= TASK ITEM =
Could the data below please be reproduced word for word, without the pictures?

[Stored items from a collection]
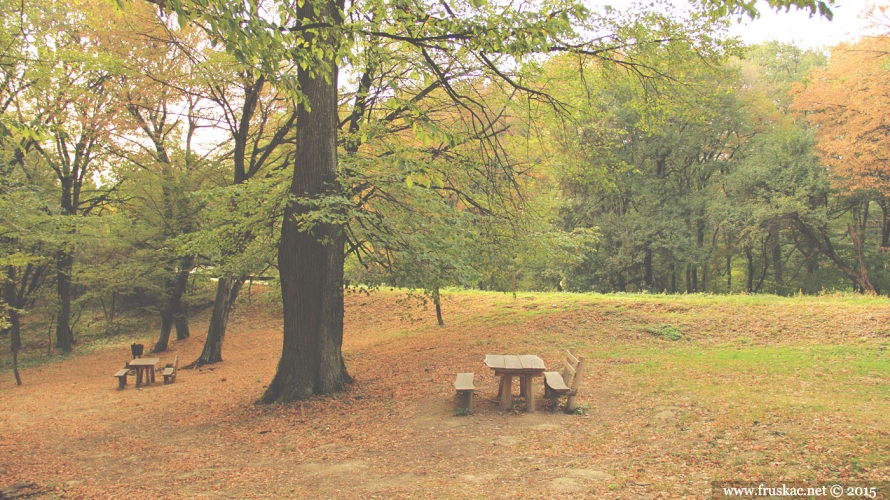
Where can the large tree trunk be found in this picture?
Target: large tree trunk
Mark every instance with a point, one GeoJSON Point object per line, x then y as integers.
{"type": "Point", "coordinates": [15, 336]}
{"type": "Point", "coordinates": [64, 266]}
{"type": "Point", "coordinates": [226, 292]}
{"type": "Point", "coordinates": [310, 259]}
{"type": "Point", "coordinates": [173, 309]}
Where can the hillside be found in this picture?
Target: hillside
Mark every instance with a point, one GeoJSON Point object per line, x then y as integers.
{"type": "Point", "coordinates": [679, 392]}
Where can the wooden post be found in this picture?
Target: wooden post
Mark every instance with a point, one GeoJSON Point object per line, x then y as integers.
{"type": "Point", "coordinates": [529, 394]}
{"type": "Point", "coordinates": [576, 383]}
{"type": "Point", "coordinates": [506, 395]}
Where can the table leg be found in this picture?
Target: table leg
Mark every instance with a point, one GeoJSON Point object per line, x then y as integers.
{"type": "Point", "coordinates": [529, 394]}
{"type": "Point", "coordinates": [506, 392]}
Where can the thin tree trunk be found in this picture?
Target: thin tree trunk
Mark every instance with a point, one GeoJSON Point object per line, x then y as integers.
{"type": "Point", "coordinates": [227, 290]}
{"type": "Point", "coordinates": [310, 260]}
{"type": "Point", "coordinates": [15, 336]}
{"type": "Point", "coordinates": [729, 272]}
{"type": "Point", "coordinates": [173, 307]}
{"type": "Point", "coordinates": [648, 274]}
{"type": "Point", "coordinates": [437, 301]}
{"type": "Point", "coordinates": [64, 335]}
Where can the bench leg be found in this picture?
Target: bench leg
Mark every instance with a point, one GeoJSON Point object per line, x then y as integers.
{"type": "Point", "coordinates": [570, 403]}
{"type": "Point", "coordinates": [506, 392]}
{"type": "Point", "coordinates": [529, 394]}
{"type": "Point", "coordinates": [467, 399]}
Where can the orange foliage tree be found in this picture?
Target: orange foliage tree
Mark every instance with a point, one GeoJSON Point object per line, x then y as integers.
{"type": "Point", "coordinates": [848, 104]}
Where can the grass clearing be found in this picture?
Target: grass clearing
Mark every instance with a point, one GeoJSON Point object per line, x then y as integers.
{"type": "Point", "coordinates": [759, 388]}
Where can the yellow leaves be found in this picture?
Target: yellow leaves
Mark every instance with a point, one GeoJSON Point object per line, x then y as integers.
{"type": "Point", "coordinates": [848, 103]}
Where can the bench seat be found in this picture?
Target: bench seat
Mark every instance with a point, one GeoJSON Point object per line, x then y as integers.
{"type": "Point", "coordinates": [565, 383]}
{"type": "Point", "coordinates": [464, 386]}
{"type": "Point", "coordinates": [554, 383]}
{"type": "Point", "coordinates": [170, 372]}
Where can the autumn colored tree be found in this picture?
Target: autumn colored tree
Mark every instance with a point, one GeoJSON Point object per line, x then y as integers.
{"type": "Point", "coordinates": [847, 105]}
{"type": "Point", "coordinates": [317, 36]}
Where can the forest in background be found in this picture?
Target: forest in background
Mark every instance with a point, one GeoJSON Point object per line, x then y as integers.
{"type": "Point", "coordinates": [146, 169]}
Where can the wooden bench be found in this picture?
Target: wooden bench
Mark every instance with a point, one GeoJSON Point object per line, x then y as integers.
{"type": "Point", "coordinates": [567, 382]}
{"type": "Point", "coordinates": [464, 387]}
{"type": "Point", "coordinates": [170, 372]}
{"type": "Point", "coordinates": [122, 377]}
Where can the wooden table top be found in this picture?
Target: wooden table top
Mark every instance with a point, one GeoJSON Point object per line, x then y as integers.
{"type": "Point", "coordinates": [528, 363]}
{"type": "Point", "coordinates": [143, 362]}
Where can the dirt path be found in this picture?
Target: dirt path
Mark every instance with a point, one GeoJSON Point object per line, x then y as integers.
{"type": "Point", "coordinates": [392, 434]}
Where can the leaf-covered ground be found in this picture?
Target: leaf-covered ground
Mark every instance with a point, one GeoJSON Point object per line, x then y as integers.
{"type": "Point", "coordinates": [679, 392]}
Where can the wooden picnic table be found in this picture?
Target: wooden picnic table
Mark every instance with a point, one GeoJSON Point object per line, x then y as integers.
{"type": "Point", "coordinates": [146, 367]}
{"type": "Point", "coordinates": [508, 366]}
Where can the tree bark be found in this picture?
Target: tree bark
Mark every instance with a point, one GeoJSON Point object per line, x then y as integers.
{"type": "Point", "coordinates": [173, 309]}
{"type": "Point", "coordinates": [437, 301]}
{"type": "Point", "coordinates": [64, 266]}
{"type": "Point", "coordinates": [310, 257]}
{"type": "Point", "coordinates": [227, 290]}
{"type": "Point", "coordinates": [648, 273]}
{"type": "Point", "coordinates": [15, 336]}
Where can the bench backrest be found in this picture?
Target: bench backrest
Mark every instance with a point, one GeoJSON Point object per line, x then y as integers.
{"type": "Point", "coordinates": [573, 369]}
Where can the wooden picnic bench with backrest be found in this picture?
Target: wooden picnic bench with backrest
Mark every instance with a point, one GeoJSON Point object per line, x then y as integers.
{"type": "Point", "coordinates": [170, 371]}
{"type": "Point", "coordinates": [567, 382]}
{"type": "Point", "coordinates": [465, 388]}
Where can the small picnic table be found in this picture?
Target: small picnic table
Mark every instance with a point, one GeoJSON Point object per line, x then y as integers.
{"type": "Point", "coordinates": [145, 369]}
{"type": "Point", "coordinates": [508, 366]}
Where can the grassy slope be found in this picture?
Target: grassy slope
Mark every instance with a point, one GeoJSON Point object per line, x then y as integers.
{"type": "Point", "coordinates": [755, 388]}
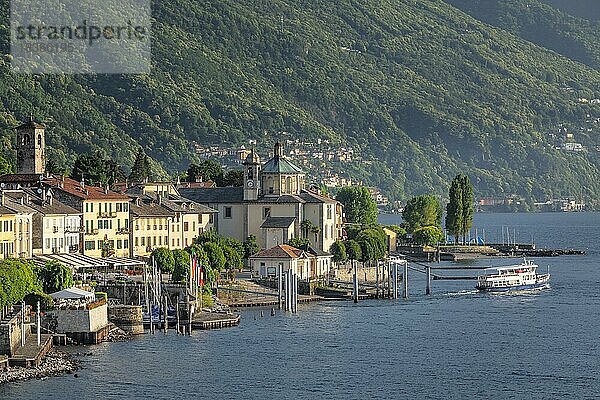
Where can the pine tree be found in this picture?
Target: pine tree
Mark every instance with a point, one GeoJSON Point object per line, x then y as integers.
{"type": "Point", "coordinates": [141, 170]}
{"type": "Point", "coordinates": [467, 205]}
{"type": "Point", "coordinates": [454, 209]}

= RESPONSE BELOW =
Where can the large tree trunk be found in this picture?
Target: large tree trunk
Mark every instance with a point, one GeoJSON Point object per line, x then y as integers.
{"type": "Point", "coordinates": [15, 336]}
{"type": "Point", "coordinates": [64, 266]}
{"type": "Point", "coordinates": [226, 292]}
{"type": "Point", "coordinates": [310, 259]}
{"type": "Point", "coordinates": [173, 309]}
Where can the hillside be found in this picture?
Target: hillside
Mark every instance with a point, one GeoJSON Point object per line, x then y as integers.
{"type": "Point", "coordinates": [679, 392]}
Where can the wooden post be found in this picture?
Target: wooden post
Mark every instance with a point, one GeoJSON Point object per line, x then y as integers.
{"type": "Point", "coordinates": [529, 394]}
{"type": "Point", "coordinates": [576, 383]}
{"type": "Point", "coordinates": [506, 395]}
Where can the table leg be found in this picture?
Target: table leg
Mark every instance with a point, one GeoJSON Point object per line, x then y as integers.
{"type": "Point", "coordinates": [529, 394]}
{"type": "Point", "coordinates": [506, 392]}
Where can the thin tree trunk be found in this picture?
Target: thin tree trunk
Mark every instance with a point, one GeoJSON Point object per line, x then y as integers.
{"type": "Point", "coordinates": [227, 290]}
{"type": "Point", "coordinates": [310, 260]}
{"type": "Point", "coordinates": [15, 336]}
{"type": "Point", "coordinates": [729, 272]}
{"type": "Point", "coordinates": [173, 307]}
{"type": "Point", "coordinates": [648, 274]}
{"type": "Point", "coordinates": [437, 301]}
{"type": "Point", "coordinates": [64, 335]}
Where can the bench leg be found in this picture?
Target: bench leg
Mark every instance with a point, one GeoJSON Point object per line, x then y as integers.
{"type": "Point", "coordinates": [570, 403]}
{"type": "Point", "coordinates": [506, 392]}
{"type": "Point", "coordinates": [529, 394]}
{"type": "Point", "coordinates": [467, 399]}
Where can the orange foliage tree be found in this picture?
Target: orange foliage tree
Mark every instance with a point, one GeoJSON Point object per line, x then y as integers.
{"type": "Point", "coordinates": [848, 104]}
Where can the grass clearing be found in this picture?
Target: grass clearing
Mark every instance with a point, one GeoJSON Point object per line, x then y as integers.
{"type": "Point", "coordinates": [759, 388]}
Where can the yellow leaves be found in this picture?
Target: yellow leaves
Mark every instance with a point, one GeoJSON Point object per line, x then y as integers.
{"type": "Point", "coordinates": [848, 103]}
Where can the bench seat be found in this picture?
Target: bench seat
Mark every instance with a point, one GeoJSON Point object per line, x then y as integers.
{"type": "Point", "coordinates": [565, 383]}
{"type": "Point", "coordinates": [464, 386]}
{"type": "Point", "coordinates": [554, 383]}
{"type": "Point", "coordinates": [170, 372]}
Where can the autumn colored tree be found in this picture?
Target: autumn colored tree
Mark every instance with a point, one GeoJSON Point object per line, x then y as integers.
{"type": "Point", "coordinates": [847, 105]}
{"type": "Point", "coordinates": [317, 36]}
Where can the forest in background be found in this picture?
Target: forest in background
Mark every instance with a point, one GeoJSON Point object per line, x then y as integers.
{"type": "Point", "coordinates": [146, 169]}
Where can the wooden bench be found in this picture?
Target: wooden bench
Mark every instance with a point, one GeoJSON Point object per line, x then y as integers.
{"type": "Point", "coordinates": [567, 382]}
{"type": "Point", "coordinates": [464, 387]}
{"type": "Point", "coordinates": [170, 372]}
{"type": "Point", "coordinates": [122, 377]}
Where can the wooden table top be found in this picture?
Target: wooden table top
Mark every instance with a point, one GeoJSON Point object per line, x then y as integers.
{"type": "Point", "coordinates": [528, 363]}
{"type": "Point", "coordinates": [143, 362]}
Where can the dirt path be found in this picture?
Target: dirt path
Mark every instance with a point, one GeoJSON Point object per line, x then y as integers.
{"type": "Point", "coordinates": [392, 434]}
Where can the leaf-covered ground be found in this picture?
Target: leaf-covered ground
Mark every instance with a point, one GeoJSON Point object per line, x then y as integers.
{"type": "Point", "coordinates": [679, 392]}
Where can the wooden picnic table be found in this picture?
Target: wooden picnic table
Mark every instance with a point, one GeoJSON Point object per line, x then y as integers.
{"type": "Point", "coordinates": [146, 367]}
{"type": "Point", "coordinates": [508, 366]}
Where can the tree bark be found in this picture?
Target: tree bark
Mark every instance with a point, one GeoJSON Point object per line, x then y as integers.
{"type": "Point", "coordinates": [173, 309]}
{"type": "Point", "coordinates": [437, 301]}
{"type": "Point", "coordinates": [64, 266]}
{"type": "Point", "coordinates": [310, 257]}
{"type": "Point", "coordinates": [227, 290]}
{"type": "Point", "coordinates": [648, 273]}
{"type": "Point", "coordinates": [15, 336]}
Where can the bench backrest be found in this picture?
Target: bench backrest
Mark every instance with a point, one GeoJSON Point object per line, x then y as integers.
{"type": "Point", "coordinates": [573, 369]}
Where can the wooden picnic bench with backrest be found in this picture?
Target: wooden picnic bench with backrest
Mark every instance with a point, one GeoJSON Point object per line, x then y as integers.
{"type": "Point", "coordinates": [170, 371]}
{"type": "Point", "coordinates": [567, 382]}
{"type": "Point", "coordinates": [465, 388]}
Where can the small picnic table be found in this picture?
Target: small picnic table
Mark every instance with a point, one GeoJSON Point object per line, x then y as integers.
{"type": "Point", "coordinates": [145, 369]}
{"type": "Point", "coordinates": [508, 366]}
Where can the grassy slope be found in this picture?
Target: grassy slope
Mark every instance with a point, one GeoJSON Point object per line, x then y as integers.
{"type": "Point", "coordinates": [755, 388]}
Where can the pine tree be found in this picture?
Target: pine tree
Mark every instance with a point, one GeoJSON Point object per line, x then y as integers.
{"type": "Point", "coordinates": [141, 170]}
{"type": "Point", "coordinates": [467, 205]}
{"type": "Point", "coordinates": [454, 209]}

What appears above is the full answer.